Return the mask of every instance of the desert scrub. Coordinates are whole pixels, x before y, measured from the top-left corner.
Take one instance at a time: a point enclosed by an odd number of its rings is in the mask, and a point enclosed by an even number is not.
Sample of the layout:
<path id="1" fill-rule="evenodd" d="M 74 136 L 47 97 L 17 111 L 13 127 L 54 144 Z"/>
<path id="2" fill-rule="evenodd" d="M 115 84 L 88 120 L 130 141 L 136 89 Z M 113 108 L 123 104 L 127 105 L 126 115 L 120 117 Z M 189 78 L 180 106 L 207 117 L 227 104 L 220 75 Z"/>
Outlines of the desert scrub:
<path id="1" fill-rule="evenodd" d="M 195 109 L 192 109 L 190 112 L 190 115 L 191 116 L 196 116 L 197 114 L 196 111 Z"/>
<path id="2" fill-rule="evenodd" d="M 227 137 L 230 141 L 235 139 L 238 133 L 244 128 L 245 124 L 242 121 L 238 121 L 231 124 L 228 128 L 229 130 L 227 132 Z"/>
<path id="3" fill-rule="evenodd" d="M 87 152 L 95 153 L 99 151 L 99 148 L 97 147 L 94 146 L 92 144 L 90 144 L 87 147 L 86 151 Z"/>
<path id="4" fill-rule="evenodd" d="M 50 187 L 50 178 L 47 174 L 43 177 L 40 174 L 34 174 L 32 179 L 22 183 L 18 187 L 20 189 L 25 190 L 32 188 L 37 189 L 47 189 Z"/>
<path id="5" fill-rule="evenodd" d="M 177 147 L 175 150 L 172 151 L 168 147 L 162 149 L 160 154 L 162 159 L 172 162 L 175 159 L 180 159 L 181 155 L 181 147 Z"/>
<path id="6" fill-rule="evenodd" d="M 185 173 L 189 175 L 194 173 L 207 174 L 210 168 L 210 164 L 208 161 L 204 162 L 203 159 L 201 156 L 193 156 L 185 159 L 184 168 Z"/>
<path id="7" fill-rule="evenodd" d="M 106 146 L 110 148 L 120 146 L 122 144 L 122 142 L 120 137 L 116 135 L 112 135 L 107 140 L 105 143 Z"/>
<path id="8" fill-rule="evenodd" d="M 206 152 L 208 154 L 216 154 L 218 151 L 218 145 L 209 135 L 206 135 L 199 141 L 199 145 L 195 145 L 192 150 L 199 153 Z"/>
------------
* [Aim] Put the listing above into a two-column CSV with the header input,output and one row per block, where input holds the block's text and output holds its answer. Each value goes in a single double-quoted field with its line breaks replaced by spaces.

* [Full output]
input,output
"Return the mask of every instance of the desert scrub. Coordinates are whole pixels, x before y, measured from the top-left corner. Take one instance at a time: a point enclosed by an odd number of its rings is in the mask, and a point enclosed by an even number is not. Sample of the layout: <path id=""1"" fill-rule=""evenodd"" d=""M 74 136 L 47 97 L 17 111 L 13 127 L 54 144 Z""/> <path id=""2"" fill-rule=""evenodd"" d=""M 115 84 L 88 120 L 130 141 L 136 89 Z M 113 108 L 123 104 L 127 105 L 126 115 L 120 117 Z M 189 78 L 180 106 L 207 117 L 227 104 L 220 75 Z""/> Outlines of the desert scrub:","<path id=""1"" fill-rule=""evenodd"" d=""M 195 109 L 192 109 L 190 112 L 190 115 L 191 116 L 196 116 L 197 114 L 196 111 Z""/> <path id=""2"" fill-rule=""evenodd"" d=""M 227 137 L 230 141 L 235 139 L 238 133 L 244 128 L 245 124 L 242 121 L 238 121 L 231 124 L 228 128 L 229 130 L 227 132 Z""/> <path id=""3"" fill-rule=""evenodd"" d=""M 87 152 L 95 153 L 99 151 L 99 148 L 97 147 L 94 146 L 92 144 L 90 144 L 87 147 L 86 151 Z""/> <path id=""4"" fill-rule=""evenodd"" d=""M 50 187 L 50 178 L 47 174 L 43 177 L 40 174 L 34 174 L 32 179 L 22 183 L 18 187 L 20 189 L 25 190 L 32 188 L 37 189 L 47 189 Z""/> <path id=""5"" fill-rule=""evenodd"" d=""M 177 147 L 175 150 L 172 151 L 168 147 L 162 149 L 160 154 L 162 159 L 172 162 L 175 159 L 180 159 L 181 155 L 181 147 Z""/> <path id=""6"" fill-rule=""evenodd"" d=""M 185 173 L 189 175 L 194 173 L 207 174 L 210 168 L 210 164 L 208 161 L 204 162 L 203 159 L 201 156 L 193 156 L 185 159 L 184 168 Z""/> <path id=""7"" fill-rule=""evenodd"" d=""M 106 146 L 110 148 L 120 146 L 122 144 L 122 142 L 120 137 L 116 135 L 112 135 L 107 140 L 105 143 Z""/> <path id=""8"" fill-rule=""evenodd"" d=""M 206 152 L 208 154 L 216 154 L 218 151 L 218 145 L 209 135 L 206 135 L 199 141 L 199 145 L 195 145 L 192 150 L 199 153 Z""/>"